§ **Questions to answer**
• a. Answer these questions about the text on unlawful detention:
(i) What two things does the text say sit at the pinnacle in the hierarchy of human rights?
(ii) Which of the arrested people is described as a poet?
(iii) According to the words quoted from Dante, who are the hottest places in Hell reserved for?
• b. Write the next part of the text on unlawful detention, starting after its final sentence.

§ **Excerpt**
Unlawful detention with its accompanying injustices, including the innumerable instances of custodial torture, mock the promise of our Constitution and rob citizens of their self-worth and dignity, which are at the pinnacle in the hierarchy of human rights. The routine constitutional aberrations under the present dispensation are indeed an ominous portent. Charges of sedition against student activists in the past, the persecution of political opponents on trumped-up charges, cases against office-bearers of inconvenient non-governmental organisations, and a brazen display of the state’s iron fist are reminiscent of the ways of dictatorial and colonial regimes which had to give way to modern democracies inspired by the cry for freedom in every heart, everywhere.
The arrests of Sudha Bharadwaj, Gautam Navlakha, Varavara Rao, Vernon Gonsalves, and Arun Ferreira — lawyer, journalist, poet, and rights activists, respectively — would serve a national purpose if, rising above partisan considerations, we can galvanise ourselves as a nation and hold aloft the torch of freedom. A nation born to freedom is expected to vindicate the supreme sacrifices made by its freedom fighters so that we may enjoy the fruits of liberty, of which eternal vigil is the price. We cannot ignore the defining lessons of history which find an echo in the immortal words of Dante that “the hottest places in Hell are reserved for those who, in a period of moral crisis, preserve their neutrality” and in Ram Dhari Singh Dinkar’s celebrated verse, “Samar Shesh Hai, Nahin Paap Ka Bhagi Keval Vyadh, Jo Tatasth Hain, Samay Likhega Unka Bhi Apradh (The criminal alone is not responsible for the crime. Time will also record the crime of those who are neutral/indifferent to it).”

§ **Available data**
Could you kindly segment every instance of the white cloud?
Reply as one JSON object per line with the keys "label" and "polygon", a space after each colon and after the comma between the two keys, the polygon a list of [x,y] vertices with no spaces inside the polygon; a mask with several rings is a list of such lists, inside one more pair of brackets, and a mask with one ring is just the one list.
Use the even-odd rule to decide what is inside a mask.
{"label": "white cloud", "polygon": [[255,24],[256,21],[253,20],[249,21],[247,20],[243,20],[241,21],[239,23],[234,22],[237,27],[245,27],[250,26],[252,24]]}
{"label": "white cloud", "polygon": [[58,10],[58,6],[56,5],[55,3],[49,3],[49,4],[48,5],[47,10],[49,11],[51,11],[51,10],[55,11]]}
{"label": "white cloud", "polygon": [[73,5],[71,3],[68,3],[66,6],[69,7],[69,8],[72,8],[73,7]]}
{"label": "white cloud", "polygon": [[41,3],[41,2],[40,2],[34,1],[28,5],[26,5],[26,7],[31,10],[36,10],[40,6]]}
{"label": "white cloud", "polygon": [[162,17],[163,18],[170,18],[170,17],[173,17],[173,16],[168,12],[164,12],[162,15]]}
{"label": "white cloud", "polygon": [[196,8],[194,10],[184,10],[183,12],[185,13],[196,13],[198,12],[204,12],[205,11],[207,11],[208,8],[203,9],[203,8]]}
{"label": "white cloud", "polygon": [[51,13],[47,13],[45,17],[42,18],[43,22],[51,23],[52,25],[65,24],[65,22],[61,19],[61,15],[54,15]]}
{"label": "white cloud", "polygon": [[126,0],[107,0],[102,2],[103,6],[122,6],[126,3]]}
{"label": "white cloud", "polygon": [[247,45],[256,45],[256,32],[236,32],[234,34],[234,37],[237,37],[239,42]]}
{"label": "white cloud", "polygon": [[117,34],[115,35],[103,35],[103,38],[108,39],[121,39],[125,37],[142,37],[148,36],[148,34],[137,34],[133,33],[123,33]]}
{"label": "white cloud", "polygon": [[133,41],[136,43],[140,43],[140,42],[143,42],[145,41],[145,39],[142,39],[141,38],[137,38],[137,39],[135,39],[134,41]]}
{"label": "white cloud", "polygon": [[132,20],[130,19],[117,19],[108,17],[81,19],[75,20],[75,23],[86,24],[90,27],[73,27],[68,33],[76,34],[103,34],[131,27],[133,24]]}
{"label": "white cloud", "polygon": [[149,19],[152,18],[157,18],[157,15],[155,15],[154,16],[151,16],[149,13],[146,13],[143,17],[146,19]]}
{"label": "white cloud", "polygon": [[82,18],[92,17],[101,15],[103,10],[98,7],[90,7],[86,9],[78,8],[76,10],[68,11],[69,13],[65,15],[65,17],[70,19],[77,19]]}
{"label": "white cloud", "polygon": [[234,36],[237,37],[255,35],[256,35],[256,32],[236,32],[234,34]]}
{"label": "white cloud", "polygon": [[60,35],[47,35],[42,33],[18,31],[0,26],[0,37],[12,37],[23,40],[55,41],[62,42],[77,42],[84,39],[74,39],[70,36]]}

§ **Outputs in order**
• a.
(i) Self-worth and dignity.
(ii) Varavara Rao.
(iii) Those who, in a period of moral crisis, preserve their neutrality.

• b.
Historically, all totalitarian movements and dictatorial regimes have their genesis in exaggerated threats to national security. Invariably, fundamental freedoms encroached upon in the name of security are seldom restored to their holders without an upsurge. Our own struggle for freedom was rooted in the conviction that a nation has a right to revolt, for which our founding fathers adopted peaceful means. How, then, can the Indian state, which is anchored in the promise of constitutional democracy and committed to the preservation of fundamental human freedoms, unjustly invoke oppressive laws against its own citizens crusading against social and political inequities — citizens against whom there is as yet no clinching evidence to sustain the grave charges — is the question. Considering the stringent provisions of the Unlawful Activities (Prevention) Act under which the rights activists have been charged, it is hoped that the Supreme Court will insist upon utmost circumspection on the part of the prosecuting agencies in pressing ahead with the prosecution.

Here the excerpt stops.